*** Opening of Study material ***

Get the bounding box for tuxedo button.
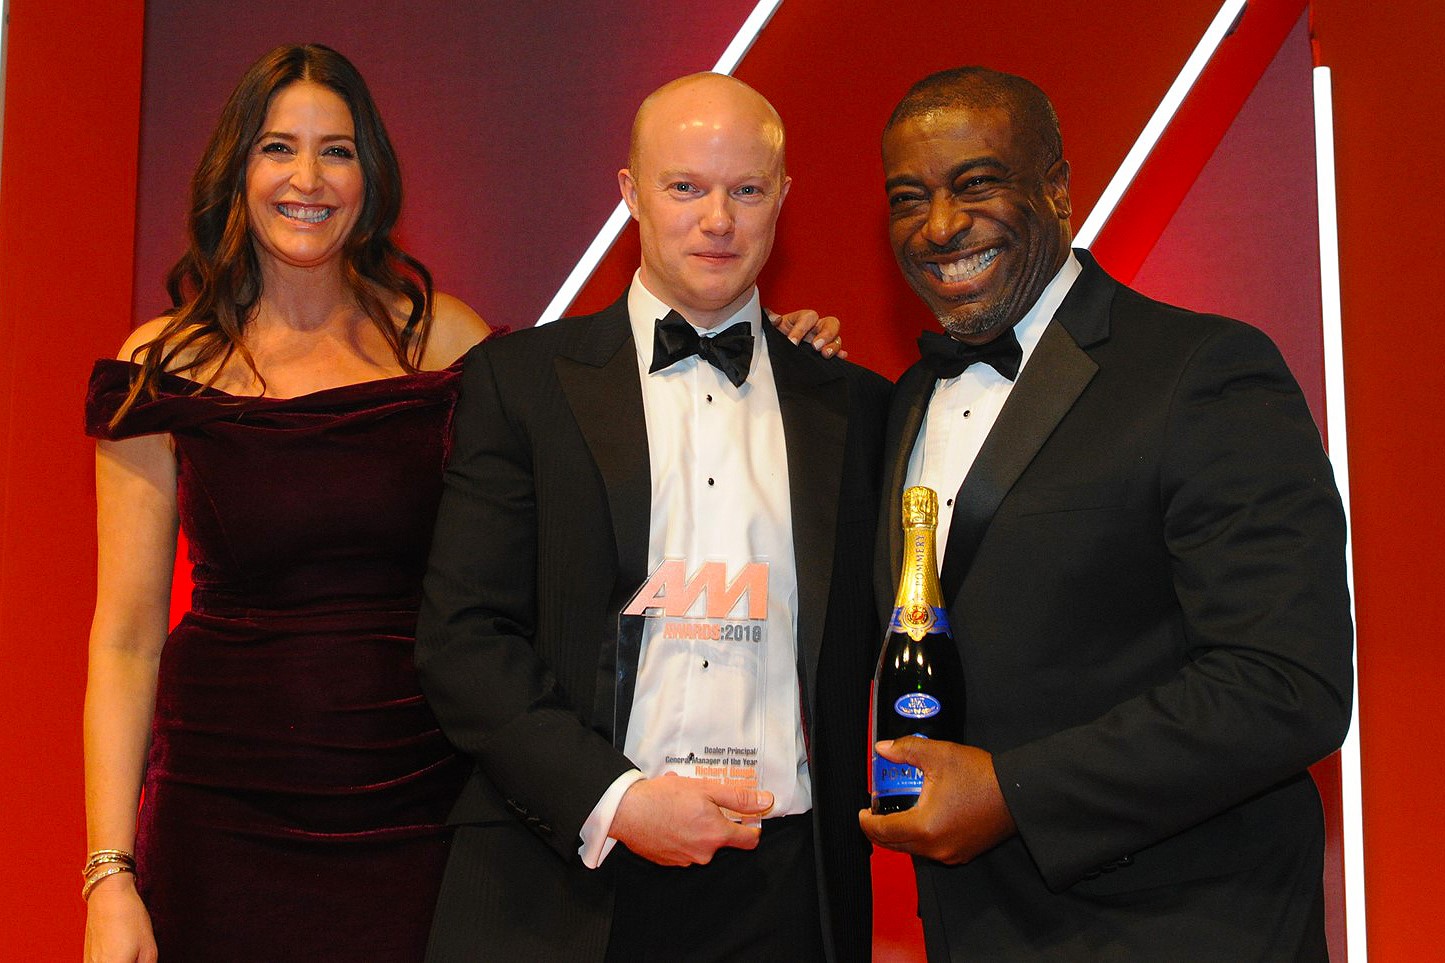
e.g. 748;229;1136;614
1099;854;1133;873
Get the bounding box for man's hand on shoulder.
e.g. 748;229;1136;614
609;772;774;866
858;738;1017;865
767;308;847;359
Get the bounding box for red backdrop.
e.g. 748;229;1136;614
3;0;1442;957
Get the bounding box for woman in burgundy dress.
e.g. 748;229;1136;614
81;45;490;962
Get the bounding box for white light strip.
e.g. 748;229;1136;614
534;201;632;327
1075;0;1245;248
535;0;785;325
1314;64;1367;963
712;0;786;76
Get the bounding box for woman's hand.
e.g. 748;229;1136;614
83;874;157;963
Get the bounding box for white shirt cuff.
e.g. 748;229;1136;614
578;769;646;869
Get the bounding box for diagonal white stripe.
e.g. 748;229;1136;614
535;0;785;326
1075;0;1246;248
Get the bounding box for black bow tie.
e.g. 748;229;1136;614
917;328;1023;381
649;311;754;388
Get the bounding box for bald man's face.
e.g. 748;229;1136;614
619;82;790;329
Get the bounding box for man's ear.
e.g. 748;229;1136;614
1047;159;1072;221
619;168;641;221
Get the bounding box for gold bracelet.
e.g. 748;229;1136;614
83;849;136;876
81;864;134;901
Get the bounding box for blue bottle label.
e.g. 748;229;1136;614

*** Close of Study material ***

#### [Work to complete]
Your answer should consist of the lines above that hold the word "hand", copied exactly.

#### [Answer space]
Get the bounding box for man's hand on shoulder.
Get the bounding box for woman's hand.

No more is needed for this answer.